Required work => Set down all of the entries exactly, leaving nothing out.

━━━━

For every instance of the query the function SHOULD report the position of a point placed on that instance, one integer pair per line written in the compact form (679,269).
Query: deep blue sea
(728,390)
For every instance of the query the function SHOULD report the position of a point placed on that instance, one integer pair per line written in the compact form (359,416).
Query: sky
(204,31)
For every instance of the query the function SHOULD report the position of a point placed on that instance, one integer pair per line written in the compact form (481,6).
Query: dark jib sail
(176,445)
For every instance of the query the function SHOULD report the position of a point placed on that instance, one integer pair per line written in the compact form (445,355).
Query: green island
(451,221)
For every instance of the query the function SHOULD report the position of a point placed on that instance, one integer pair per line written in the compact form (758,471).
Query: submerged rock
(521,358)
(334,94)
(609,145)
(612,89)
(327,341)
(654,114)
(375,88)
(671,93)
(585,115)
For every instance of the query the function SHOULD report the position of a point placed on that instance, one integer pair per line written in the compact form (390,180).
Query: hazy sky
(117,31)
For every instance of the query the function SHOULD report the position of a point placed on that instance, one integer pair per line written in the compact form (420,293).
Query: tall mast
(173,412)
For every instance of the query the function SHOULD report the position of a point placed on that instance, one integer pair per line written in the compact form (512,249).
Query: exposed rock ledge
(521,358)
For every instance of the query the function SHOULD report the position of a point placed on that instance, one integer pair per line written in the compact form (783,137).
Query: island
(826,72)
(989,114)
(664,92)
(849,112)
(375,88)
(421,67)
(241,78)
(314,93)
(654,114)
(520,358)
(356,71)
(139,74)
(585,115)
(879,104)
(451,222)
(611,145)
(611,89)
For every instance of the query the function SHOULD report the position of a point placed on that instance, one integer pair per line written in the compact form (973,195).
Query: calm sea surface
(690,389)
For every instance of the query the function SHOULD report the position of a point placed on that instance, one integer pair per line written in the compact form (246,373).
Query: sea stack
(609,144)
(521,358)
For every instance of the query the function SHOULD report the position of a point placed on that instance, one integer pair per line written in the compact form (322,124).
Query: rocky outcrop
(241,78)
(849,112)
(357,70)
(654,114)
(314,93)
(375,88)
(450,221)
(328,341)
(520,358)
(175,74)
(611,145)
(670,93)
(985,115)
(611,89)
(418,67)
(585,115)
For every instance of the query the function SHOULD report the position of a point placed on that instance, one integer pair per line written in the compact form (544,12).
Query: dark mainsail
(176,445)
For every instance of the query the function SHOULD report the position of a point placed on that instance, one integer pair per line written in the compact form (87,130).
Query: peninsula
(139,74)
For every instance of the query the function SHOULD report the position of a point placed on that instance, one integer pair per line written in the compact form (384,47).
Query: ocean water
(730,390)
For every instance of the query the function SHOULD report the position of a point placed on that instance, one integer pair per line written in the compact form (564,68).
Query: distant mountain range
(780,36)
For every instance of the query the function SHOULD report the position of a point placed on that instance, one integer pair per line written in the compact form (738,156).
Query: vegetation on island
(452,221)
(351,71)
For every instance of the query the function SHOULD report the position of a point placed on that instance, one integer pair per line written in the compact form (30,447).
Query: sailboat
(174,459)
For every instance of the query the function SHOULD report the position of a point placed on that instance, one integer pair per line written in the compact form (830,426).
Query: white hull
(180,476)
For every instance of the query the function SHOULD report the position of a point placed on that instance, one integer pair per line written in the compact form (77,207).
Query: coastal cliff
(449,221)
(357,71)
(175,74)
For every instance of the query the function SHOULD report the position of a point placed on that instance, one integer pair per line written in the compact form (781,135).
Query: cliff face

━━━━

Exercise answer =>
For every instance of the query the function SHOULD report the position of a point placed on that instance, one integer pair per line written in the compact form (679,269).
Query: deep blue sea
(728,390)
For every instance of the query the function SHOULD report the position of a point placed on that instance, one integer pair per line written in the compact form (359,416).
Query: sky
(204,31)
For every instance of the query the function SHOULD report the position of a point placed on that instance, one integer pair per line written in the compact form (481,6).
Query: dark jib sail
(176,445)
For every instance of the query the function SHOULD report the position of a point placed on that instance, one integer pair per line written in the compact form (445,355).
Query: green island
(451,221)
For every instance of the query the function SHOULD report the position of a point placed on that instance, one integer pair per line written in the compact form (758,471).
Query: submerged rock
(521,358)
(334,94)
(609,145)
(612,89)
(327,341)
(654,114)
(375,88)
(671,93)
(585,115)
For every instance of the query the function SHOULD report the position of a point placed on that instance, one integer pair per line written in the compact form (390,180).
Query: hazy sky
(117,31)
For every instance of the query the function SHOULD report the position of a point placed on that instance, one integer pair per line written in the compact form (420,293).
Query: tall mast
(173,412)
For every instance of the query the function SHOULD report the position of a point placed on that instance, one integer pair per line written in the compact form (512,249).
Query: exposed rock ledge
(521,358)
For every instance of the query the function SHOULD report the position of a point placed on that instance, one integer pair per line written in the compact form (783,137).
Query: island
(826,72)
(989,114)
(664,92)
(849,112)
(375,88)
(421,67)
(241,78)
(314,93)
(654,114)
(520,358)
(356,71)
(139,74)
(585,115)
(879,104)
(451,222)
(611,145)
(611,89)
For every instance of the query the function SHOULD report the position of a point placed on that instance, one integer pair per line written in the compact form (973,195).
Query: calm sea surface
(690,389)
For every instance of the query the function SHOULD report the position of a point placed on that instance, one integer pair per line written in the compact form (246,373).
Query: sea stack
(609,144)
(521,358)
For every instance of the query the function SHOULD report the position of a point placed on that instance, one integer pair per line written in the compact form (322,124).
Query: rocky outcrop
(241,78)
(849,112)
(357,70)
(654,114)
(314,93)
(375,88)
(450,221)
(328,341)
(520,358)
(175,74)
(611,145)
(670,93)
(985,115)
(611,89)
(418,67)
(585,115)
For every instance of the query the function SHOULD report the position of a point placed on that instance, one integer pair per line written in the compact form (544,12).
Query: dark mainsail
(176,445)
For every instance of the query the function SHOULD report the position of a point placed on that instance, one integer pair per line written in the compact form (87,130).
Query: peninsula
(139,74)
For every instance of the query the function SHOULD report the position of a point placed on that instance, one integer pair per line written in the compact form (384,47).
Query: ocean water
(730,390)
For every instance of the query the function SHOULD report the position of a point placed on that instance, one integer pair per line written in the compact form (564,68).
Query: distant mountain range
(780,36)
For every instance of the query the function SHOULD report the position of a point placed on that instance, one integer pair per line written in the compact form (738,156).
Query: vegetation on island
(452,221)
(351,71)
For every instance of the query the function SHOULD report the position of a point placed on that instance, one integer pair per line written in the compact form (30,447).
Query: sailboat
(174,459)
For every instance of the query the function SHOULD report the position of a point placed on that instance, one integer pair per line written in the compact form (830,426).
Query: white hull
(180,476)
For every instance of the query the function SHOULD report the position of a point placed on that instance, one integer pair per line written in the compact form (77,207).
Query: coastal cliff
(449,221)
(357,71)
(175,74)
For every instance of the query the function SHOULD report the position of a point placed on that instance, one integer pair per line written in the compact form (781,135).
Query: cliff face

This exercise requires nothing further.